Problem: Copy each entry below exactly as it reads.

Materials provided:
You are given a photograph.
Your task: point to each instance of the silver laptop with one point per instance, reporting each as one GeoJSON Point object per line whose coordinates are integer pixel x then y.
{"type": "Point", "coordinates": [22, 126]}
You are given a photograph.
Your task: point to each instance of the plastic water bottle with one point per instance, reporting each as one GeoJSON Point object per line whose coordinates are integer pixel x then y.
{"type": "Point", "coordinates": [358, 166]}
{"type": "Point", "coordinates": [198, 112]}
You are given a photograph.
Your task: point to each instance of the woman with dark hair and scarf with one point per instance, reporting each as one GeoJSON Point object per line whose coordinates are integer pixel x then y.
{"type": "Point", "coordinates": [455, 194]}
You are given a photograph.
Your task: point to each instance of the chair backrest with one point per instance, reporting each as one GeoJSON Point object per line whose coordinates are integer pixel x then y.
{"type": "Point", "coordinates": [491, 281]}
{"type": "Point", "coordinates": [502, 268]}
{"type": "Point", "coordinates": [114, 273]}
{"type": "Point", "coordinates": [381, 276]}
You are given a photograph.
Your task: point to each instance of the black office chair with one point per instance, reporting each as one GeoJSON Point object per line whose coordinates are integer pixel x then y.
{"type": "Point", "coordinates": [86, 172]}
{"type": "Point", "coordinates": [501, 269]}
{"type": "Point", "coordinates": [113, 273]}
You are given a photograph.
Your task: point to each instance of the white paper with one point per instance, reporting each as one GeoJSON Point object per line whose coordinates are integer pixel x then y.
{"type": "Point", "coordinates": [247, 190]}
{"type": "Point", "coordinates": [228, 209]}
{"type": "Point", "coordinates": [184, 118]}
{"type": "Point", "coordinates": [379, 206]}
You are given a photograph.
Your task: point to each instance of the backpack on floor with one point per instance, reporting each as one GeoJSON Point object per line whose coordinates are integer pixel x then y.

Completed task:
You are given a photograph.
Your task: point to each instance of the silver laptop with one point per instance, reporting each as one GeoJSON Point object per line whose coordinates are integer pixel x then y.
{"type": "Point", "coordinates": [22, 126]}
You are given a photograph.
Your task: point to each instance of the plastic water bottle with one point per instance, reporting each as one GeoJSON Point object per line whose coordinates are integer pixel x then y.
{"type": "Point", "coordinates": [358, 166]}
{"type": "Point", "coordinates": [198, 112]}
You are given a photograph.
Your task: point to each instance of the woman with dark hair and scarf with one point per instance, reporting each as one GeoJSON Point object per line whose coordinates are integer pixel x then y.
{"type": "Point", "coordinates": [455, 194]}
You are given a photograph.
Your task: point to each instance of the chair backrest with one point per instance, reporting each as one GeoJSON Point object per line whose coordinates are integer pixel x then y.
{"type": "Point", "coordinates": [491, 281]}
{"type": "Point", "coordinates": [502, 268]}
{"type": "Point", "coordinates": [114, 273]}
{"type": "Point", "coordinates": [381, 276]}
You are given a photograph.
Your task: point to each instance of the black office chair with one point per instance, reporting each as one GeoJSON Point object per line whose coordinates are integer pixel x then y.
{"type": "Point", "coordinates": [86, 172]}
{"type": "Point", "coordinates": [501, 269]}
{"type": "Point", "coordinates": [113, 273]}
You are given a photograph.
Your task: point to each instance of the white paper with one point per instance, reporting each as one GeoJSON Point object per line whose coordinates are integer pixel x then y.
{"type": "Point", "coordinates": [247, 190]}
{"type": "Point", "coordinates": [228, 209]}
{"type": "Point", "coordinates": [184, 118]}
{"type": "Point", "coordinates": [379, 206]}
You are given a photograph.
Your task: point to each instance of the backpack on floor with one point per instance, reporting each as one GeoJSON Point object per line whose coordinates are integer pixel x then y.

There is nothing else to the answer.